(Records drawn from a dataset)
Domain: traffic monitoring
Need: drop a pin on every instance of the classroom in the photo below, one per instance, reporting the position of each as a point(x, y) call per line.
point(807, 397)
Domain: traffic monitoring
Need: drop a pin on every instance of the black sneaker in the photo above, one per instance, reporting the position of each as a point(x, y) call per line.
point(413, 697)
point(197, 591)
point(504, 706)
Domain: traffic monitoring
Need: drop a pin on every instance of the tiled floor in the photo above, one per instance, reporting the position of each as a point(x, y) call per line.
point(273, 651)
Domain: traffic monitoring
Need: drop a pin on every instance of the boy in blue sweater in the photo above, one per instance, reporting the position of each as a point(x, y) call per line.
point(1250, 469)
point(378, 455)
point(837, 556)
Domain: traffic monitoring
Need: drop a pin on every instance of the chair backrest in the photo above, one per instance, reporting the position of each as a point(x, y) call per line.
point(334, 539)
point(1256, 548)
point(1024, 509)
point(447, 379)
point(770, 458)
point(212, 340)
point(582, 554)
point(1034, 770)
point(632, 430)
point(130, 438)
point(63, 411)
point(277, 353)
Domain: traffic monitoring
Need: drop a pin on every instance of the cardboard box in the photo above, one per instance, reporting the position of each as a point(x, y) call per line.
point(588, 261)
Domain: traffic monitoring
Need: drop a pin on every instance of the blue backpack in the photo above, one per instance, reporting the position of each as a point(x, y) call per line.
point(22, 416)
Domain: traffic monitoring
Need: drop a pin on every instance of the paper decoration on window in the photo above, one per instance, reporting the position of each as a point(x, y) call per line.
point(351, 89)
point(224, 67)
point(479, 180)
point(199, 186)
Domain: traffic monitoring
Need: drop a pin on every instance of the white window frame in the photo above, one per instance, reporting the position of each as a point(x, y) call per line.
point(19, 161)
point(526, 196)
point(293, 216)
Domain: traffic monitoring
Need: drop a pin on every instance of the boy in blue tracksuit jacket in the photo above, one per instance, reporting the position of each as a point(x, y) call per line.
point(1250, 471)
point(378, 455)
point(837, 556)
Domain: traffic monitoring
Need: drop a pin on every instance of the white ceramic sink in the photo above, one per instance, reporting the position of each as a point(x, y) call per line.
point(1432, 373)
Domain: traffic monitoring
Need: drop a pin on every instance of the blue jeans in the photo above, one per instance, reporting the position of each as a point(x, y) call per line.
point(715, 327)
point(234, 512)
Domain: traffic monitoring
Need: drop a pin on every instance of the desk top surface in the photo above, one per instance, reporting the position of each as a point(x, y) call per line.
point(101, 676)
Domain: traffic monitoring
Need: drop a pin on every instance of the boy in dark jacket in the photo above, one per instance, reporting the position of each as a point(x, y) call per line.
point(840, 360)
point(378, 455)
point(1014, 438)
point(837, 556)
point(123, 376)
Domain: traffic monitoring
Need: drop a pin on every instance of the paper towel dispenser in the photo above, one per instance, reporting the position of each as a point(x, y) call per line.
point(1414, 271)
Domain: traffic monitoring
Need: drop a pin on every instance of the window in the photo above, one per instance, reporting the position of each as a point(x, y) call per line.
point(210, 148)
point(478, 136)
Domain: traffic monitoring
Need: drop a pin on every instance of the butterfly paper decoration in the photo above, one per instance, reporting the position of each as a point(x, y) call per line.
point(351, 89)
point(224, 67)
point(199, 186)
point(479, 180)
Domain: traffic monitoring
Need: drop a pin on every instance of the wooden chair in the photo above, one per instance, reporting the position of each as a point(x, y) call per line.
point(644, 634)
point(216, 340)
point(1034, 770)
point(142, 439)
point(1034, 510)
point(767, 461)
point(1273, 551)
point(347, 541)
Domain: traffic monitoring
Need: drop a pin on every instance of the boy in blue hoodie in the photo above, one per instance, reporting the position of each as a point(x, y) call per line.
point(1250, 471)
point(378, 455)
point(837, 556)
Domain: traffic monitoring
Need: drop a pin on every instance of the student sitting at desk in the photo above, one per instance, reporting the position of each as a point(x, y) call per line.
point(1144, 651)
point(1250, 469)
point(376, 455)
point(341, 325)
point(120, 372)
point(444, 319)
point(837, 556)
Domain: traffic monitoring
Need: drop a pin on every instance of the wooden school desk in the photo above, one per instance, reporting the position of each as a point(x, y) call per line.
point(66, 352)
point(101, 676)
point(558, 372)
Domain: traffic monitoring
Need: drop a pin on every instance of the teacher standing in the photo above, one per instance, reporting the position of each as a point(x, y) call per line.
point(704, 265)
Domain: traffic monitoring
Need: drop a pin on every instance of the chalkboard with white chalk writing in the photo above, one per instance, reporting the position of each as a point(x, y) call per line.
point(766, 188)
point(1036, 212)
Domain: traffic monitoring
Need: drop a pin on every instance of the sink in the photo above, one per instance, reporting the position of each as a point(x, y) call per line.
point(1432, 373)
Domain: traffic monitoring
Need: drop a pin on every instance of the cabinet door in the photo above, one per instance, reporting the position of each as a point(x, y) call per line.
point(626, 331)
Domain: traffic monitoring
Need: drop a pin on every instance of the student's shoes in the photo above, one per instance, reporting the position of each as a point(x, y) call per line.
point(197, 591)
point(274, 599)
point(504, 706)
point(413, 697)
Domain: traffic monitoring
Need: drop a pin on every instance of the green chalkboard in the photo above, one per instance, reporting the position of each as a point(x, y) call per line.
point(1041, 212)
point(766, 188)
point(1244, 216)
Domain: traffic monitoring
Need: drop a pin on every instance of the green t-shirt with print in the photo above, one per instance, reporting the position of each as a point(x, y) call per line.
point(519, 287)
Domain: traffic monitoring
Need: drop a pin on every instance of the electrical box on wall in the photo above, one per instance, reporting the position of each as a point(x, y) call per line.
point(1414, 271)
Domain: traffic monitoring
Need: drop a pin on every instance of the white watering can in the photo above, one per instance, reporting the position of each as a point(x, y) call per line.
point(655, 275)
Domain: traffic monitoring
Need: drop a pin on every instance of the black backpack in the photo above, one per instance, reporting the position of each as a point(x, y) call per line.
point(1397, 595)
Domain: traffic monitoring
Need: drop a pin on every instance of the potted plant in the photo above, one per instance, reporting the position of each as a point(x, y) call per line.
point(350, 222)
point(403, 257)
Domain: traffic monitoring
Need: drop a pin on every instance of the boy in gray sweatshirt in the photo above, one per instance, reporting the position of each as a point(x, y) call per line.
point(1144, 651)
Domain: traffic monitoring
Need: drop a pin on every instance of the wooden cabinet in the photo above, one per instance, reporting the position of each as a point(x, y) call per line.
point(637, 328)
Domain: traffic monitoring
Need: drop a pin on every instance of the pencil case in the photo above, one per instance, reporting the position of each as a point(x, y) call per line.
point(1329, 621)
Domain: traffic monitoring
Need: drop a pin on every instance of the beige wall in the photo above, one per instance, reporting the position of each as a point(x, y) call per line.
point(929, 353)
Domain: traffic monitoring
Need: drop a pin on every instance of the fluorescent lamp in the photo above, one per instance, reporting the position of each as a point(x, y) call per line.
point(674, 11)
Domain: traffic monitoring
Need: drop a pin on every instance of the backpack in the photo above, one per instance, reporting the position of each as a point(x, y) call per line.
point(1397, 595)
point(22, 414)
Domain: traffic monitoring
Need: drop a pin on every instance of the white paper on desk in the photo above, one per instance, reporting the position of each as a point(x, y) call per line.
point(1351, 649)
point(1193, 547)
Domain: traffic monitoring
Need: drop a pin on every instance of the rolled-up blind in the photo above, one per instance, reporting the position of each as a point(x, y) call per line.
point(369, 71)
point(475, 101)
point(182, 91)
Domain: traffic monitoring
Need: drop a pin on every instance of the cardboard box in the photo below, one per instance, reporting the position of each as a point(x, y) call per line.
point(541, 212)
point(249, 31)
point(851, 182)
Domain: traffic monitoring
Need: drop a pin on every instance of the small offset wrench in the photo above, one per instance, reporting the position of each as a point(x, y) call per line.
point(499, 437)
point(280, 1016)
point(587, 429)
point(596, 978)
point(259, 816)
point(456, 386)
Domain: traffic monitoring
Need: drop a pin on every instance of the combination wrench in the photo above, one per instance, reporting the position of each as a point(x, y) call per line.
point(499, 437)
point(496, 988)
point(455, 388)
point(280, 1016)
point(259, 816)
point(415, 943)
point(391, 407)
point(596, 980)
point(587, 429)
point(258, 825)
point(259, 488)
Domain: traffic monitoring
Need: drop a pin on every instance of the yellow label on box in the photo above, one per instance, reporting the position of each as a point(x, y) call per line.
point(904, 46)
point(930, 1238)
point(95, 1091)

• How to complete this task:
Write out each line exactly, starting with the line that contains "Need: drop a pin on every instance of the small" and stopping after the last line of the data.

• Response to this task:
Need: drop a pin on every instance of the small offset wrench in the photo above, one per instance, reporting the position of each as a point(x, y) call per line.
point(499, 437)
point(280, 1016)
point(587, 429)
point(596, 978)
point(259, 816)
point(456, 386)
Domain: traffic monitoring
Need: drop a pin on every instance of the combination wrench in the photo above, one per instance, reporting the position of each as a point(x, y) call per line.
point(499, 437)
point(496, 988)
point(455, 388)
point(280, 1016)
point(259, 816)
point(415, 943)
point(391, 407)
point(596, 980)
point(587, 429)
point(258, 825)
point(259, 488)
Domain: traffic monitoring
Need: drop a pin on every instance of the yellow label on box in the photo above, one per instance, reporting the position of each as a point(x, y) call per line.
point(904, 46)
point(930, 1238)
point(95, 1091)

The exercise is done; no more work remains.